→ TASK DETAILS: Only a number is wanted here: the count of lines in the data below where the string "woman" occurs.

--- DATA SHOWN ---

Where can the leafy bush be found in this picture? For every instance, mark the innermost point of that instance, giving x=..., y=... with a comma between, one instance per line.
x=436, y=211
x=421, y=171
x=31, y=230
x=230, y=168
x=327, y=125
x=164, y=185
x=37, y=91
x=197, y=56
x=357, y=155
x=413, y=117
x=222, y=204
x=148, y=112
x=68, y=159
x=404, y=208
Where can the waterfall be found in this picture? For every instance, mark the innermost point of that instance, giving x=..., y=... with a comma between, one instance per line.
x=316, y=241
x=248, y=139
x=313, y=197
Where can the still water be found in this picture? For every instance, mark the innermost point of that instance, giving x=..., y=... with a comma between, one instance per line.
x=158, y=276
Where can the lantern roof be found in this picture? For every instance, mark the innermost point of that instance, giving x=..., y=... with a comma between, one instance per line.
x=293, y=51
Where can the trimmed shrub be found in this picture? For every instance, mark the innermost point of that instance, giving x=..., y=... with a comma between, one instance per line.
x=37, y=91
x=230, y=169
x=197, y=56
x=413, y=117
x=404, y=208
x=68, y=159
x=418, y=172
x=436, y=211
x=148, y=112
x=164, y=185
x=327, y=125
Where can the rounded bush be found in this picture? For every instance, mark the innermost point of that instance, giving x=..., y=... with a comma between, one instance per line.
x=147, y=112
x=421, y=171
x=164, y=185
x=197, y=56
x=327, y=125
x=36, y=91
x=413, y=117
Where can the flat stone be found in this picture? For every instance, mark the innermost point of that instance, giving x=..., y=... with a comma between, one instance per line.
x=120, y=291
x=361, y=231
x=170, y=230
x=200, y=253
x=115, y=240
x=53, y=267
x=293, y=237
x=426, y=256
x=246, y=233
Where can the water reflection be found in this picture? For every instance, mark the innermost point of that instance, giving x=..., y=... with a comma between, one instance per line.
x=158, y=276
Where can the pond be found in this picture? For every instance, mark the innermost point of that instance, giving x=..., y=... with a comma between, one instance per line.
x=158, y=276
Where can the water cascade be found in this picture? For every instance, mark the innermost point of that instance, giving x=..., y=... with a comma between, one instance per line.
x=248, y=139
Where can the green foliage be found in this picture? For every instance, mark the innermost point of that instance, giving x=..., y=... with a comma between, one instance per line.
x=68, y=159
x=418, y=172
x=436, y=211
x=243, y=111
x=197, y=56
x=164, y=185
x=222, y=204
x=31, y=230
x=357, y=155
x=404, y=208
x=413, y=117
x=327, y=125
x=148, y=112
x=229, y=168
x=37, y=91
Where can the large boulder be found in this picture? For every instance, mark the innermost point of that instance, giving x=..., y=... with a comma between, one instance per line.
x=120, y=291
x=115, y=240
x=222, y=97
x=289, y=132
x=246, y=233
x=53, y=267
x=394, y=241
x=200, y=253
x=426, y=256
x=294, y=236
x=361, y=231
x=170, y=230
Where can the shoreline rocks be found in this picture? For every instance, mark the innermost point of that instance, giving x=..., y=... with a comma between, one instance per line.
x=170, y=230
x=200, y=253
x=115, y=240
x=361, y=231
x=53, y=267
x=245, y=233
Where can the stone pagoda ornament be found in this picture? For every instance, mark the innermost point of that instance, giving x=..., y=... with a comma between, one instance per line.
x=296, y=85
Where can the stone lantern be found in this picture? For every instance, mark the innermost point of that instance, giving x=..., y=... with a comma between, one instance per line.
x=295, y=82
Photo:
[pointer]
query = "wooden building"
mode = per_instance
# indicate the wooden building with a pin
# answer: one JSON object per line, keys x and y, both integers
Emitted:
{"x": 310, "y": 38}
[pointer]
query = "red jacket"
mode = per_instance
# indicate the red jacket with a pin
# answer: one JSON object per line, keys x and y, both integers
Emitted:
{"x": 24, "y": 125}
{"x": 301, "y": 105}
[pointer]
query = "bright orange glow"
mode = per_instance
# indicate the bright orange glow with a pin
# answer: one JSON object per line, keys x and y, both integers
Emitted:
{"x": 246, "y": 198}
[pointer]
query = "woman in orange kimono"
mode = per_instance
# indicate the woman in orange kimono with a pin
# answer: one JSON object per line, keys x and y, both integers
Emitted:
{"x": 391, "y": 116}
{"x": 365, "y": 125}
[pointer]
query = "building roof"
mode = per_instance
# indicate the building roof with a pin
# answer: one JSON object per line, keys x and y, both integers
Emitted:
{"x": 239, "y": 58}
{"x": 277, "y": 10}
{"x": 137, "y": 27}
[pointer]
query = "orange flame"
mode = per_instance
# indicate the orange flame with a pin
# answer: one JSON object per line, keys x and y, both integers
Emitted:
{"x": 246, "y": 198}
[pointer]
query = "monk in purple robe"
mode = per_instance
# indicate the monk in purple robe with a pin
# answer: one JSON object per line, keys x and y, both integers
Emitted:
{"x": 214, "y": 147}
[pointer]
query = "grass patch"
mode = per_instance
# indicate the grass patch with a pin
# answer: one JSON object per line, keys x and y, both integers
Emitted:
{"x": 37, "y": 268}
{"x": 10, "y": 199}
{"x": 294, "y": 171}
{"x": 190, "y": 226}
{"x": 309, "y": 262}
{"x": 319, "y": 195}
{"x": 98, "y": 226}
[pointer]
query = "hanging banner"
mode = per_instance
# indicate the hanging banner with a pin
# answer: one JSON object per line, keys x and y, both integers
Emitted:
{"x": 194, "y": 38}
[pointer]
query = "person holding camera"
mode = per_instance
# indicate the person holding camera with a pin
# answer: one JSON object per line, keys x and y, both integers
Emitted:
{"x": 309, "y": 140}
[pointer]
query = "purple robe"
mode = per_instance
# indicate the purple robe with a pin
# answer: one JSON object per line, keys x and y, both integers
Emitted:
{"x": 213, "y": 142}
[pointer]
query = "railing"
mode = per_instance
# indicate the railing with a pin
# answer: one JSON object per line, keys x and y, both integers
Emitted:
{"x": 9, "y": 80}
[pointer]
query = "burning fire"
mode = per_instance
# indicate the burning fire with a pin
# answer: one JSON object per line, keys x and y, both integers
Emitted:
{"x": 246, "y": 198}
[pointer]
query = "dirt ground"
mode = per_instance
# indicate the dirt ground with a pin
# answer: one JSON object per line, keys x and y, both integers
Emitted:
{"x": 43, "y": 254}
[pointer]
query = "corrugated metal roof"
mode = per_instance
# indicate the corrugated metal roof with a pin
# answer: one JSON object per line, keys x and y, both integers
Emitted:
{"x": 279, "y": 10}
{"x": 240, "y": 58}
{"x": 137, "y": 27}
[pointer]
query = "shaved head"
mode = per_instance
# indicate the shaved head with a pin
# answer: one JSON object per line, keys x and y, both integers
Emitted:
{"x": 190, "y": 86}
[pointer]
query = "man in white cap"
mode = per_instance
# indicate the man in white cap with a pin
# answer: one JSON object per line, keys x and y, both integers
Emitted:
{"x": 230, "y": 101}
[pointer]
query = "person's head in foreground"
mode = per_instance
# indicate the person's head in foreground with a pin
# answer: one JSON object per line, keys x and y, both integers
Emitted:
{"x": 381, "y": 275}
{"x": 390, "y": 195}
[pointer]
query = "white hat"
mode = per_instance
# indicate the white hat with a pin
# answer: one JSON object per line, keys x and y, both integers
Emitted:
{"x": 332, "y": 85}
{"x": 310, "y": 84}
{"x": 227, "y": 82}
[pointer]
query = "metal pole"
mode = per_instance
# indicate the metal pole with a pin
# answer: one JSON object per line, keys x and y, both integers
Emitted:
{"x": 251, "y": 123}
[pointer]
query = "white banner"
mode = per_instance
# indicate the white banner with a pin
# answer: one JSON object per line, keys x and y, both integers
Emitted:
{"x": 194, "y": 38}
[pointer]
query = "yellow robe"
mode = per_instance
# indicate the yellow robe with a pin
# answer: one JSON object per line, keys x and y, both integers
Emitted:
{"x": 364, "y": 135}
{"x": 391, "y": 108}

---
--- DATA SHOWN ---

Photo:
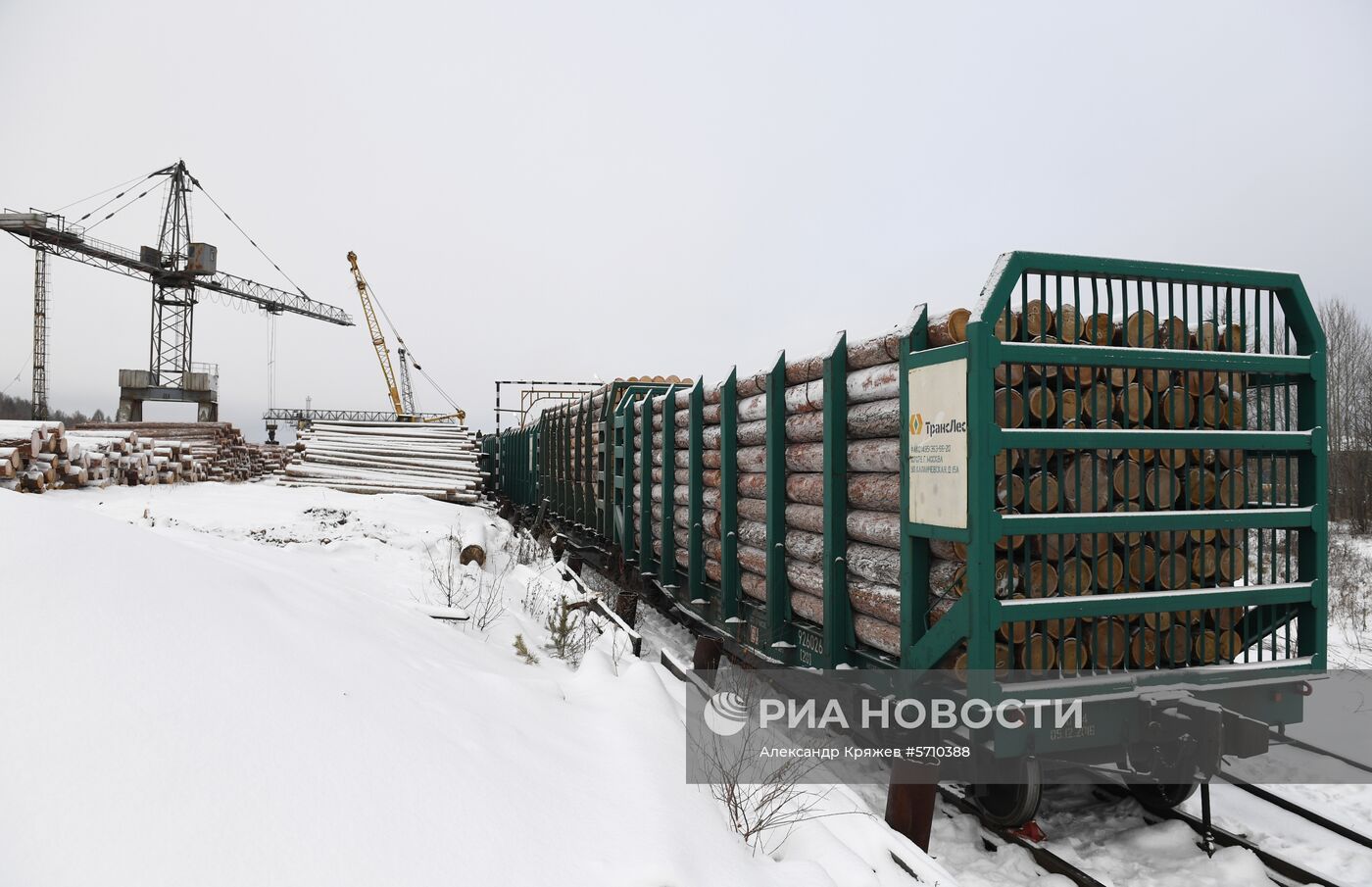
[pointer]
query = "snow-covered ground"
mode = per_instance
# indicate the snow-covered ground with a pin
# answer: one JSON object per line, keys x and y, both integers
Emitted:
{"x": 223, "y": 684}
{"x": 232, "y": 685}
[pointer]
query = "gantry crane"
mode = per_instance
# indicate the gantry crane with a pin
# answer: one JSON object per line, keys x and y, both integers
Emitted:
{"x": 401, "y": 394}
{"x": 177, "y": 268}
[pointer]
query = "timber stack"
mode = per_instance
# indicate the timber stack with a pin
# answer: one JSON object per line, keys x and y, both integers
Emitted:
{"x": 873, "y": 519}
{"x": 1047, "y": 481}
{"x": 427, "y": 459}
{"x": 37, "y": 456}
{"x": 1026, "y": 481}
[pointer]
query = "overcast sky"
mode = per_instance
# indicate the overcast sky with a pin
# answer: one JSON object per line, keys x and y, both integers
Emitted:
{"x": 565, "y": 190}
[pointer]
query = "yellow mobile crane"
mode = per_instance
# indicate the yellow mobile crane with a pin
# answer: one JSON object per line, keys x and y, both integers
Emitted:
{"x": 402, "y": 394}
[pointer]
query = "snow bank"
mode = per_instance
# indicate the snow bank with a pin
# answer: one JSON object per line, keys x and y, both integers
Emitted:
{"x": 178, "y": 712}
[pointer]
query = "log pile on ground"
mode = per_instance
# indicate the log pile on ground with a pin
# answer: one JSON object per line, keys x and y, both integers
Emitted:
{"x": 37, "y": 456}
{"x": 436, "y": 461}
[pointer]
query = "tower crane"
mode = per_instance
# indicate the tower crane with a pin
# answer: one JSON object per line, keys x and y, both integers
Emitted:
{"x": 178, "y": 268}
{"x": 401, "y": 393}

---

→ ANSWER FOR THIS EXERCISE: 2